● Activity: Using the listing below, report each line holding the string "flowers".

● Working data:
<<<<

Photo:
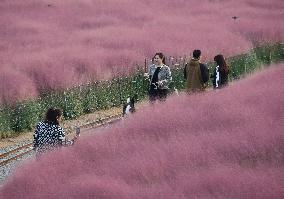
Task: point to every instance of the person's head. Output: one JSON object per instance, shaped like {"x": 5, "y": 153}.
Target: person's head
{"x": 159, "y": 59}
{"x": 220, "y": 61}
{"x": 196, "y": 54}
{"x": 53, "y": 115}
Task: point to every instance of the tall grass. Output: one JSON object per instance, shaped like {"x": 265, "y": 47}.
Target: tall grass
{"x": 224, "y": 143}
{"x": 55, "y": 44}
{"x": 101, "y": 95}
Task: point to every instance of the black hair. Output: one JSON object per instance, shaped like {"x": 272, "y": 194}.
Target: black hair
{"x": 219, "y": 59}
{"x": 162, "y": 57}
{"x": 196, "y": 54}
{"x": 52, "y": 115}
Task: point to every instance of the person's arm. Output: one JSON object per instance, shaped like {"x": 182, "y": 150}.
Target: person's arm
{"x": 204, "y": 73}
{"x": 168, "y": 78}
{"x": 184, "y": 71}
{"x": 63, "y": 140}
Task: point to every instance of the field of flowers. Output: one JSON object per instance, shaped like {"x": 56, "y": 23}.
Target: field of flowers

>>>>

● Solution to the exercise:
Task: point to every instance of the field of flowers. Output: one JSON object per instance, shaped like {"x": 56, "y": 23}.
Target: field of flowers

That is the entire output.